REQUIREMENT 1:
Format every line of the listing below as a numbered list, leaving out any blank lines.

-=-=-

The Indian Act is a seriously flawed piece of legislation that has persisted for over a century and become institutionalized and entrenched. Both the Indian Act and the Indian Department have evaded every attempt at substantial reform. As such the oppressive, restrictive and discriminatory principles of this 19th century legislation have been carried into the modern era. The act does not reflect the needs of the various and diverse First Nations and has never been responsive to their attempts to redraft it in the image of their own aspirations. While First Nations are reluctant to abandon the Indian Act because it both symbolizes the duties owed the Crown and provides protection of community resources against alienation by individuals and outside interests, it does not allow for full development and self-determination. Nor is the Indian Act an appropriate vehicle for implementing historic treaty obligation and responsibilities.

 Joan Holmes, “The Original Intentions of the Indian Act,” (2002)

The Indian Act remains one of the most visible legacies of Canada’s colonial history. Passed in 1876, it represented the thinking of the day about Indigenous peoples: that they were less evolved versions of Europeans who needed to be civilized and protected during the process. The Act’s premises were well accepted at the time.

The effect of the Act was to create a category of a legal person over whom the state could exert its power, transforming Indians into Europeans or “civilizing” them, to use the parlance of the era. In addition to creating legal Indians, the Act created Indian reserves, Indian bands, and Indian band councils and imposed a form of democracy upon Indians. It also changed the social structures of Indian communities and tried to remake them in European fashion with men as heads of households and women mostly confined to the domestic sphere. Indian mobility was constrained, as Indians who wished to leave their reserves had to obtain permission of the local Indian agent. In the first half of the twentieth century, lawyers were prohibited from receiving funds from Indians on cases involving Indian lands.

The Act also removed Indians residing on Indian reserves from the economic sphere, making it difficult for reserves to become self-sufficient. The location of many reserves on lands that were unsuitable for development or agriculture did not help. Moreover, the Act fostered the development of different social categories of Indians, creating a distinction between those who are entitled to be registered as Indians (“status Indians”) and those who are not. It has split families according to a set of arcane rules for determining who can be registered as an Indian.

-=-=-

REQUIREMENT 2:
Rewrite the part of the Indian Act passage above that opens with the words "The Act also" and closes with "as an Indian.", using "reservations" in place of "reserves" throughout.

EXERCISE MATERIALS:
-=-=-

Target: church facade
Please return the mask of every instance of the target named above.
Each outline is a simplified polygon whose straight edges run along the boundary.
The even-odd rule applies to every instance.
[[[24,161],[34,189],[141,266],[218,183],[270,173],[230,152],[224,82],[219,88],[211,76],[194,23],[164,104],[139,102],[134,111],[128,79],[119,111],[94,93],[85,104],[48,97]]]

-=-=-

EXERCISE RESPONSE 1:
1. Target: church facade
2. Please return the mask of every instance of the target named above.
3. Each outline is a simplified polygon whose straight edges run along the boundary.
4. The even-odd rule applies to every instance.
5. [[[24,161],[34,189],[141,266],[218,183],[270,173],[230,152],[224,82],[219,88],[211,76],[194,23],[164,104],[139,102],[134,111],[128,79],[119,111],[94,93],[85,104],[48,97]]]

EXERCISE RESPONSE 2:
The Act also removed Indians residing on Indian reservations from the economic sphere, making it difficult for reservations to become self-sufficient. The location of many reservations on lands that were unsuitable for development or agriculture did not help. Moreover, the Act fostered the development of different social categories of Indians, creating a distinction between those who are entitled to be registered as Indians (“status Indians”) and those who are not. It has split families according to a set of arcane rules for determining who can be registered as an Indian.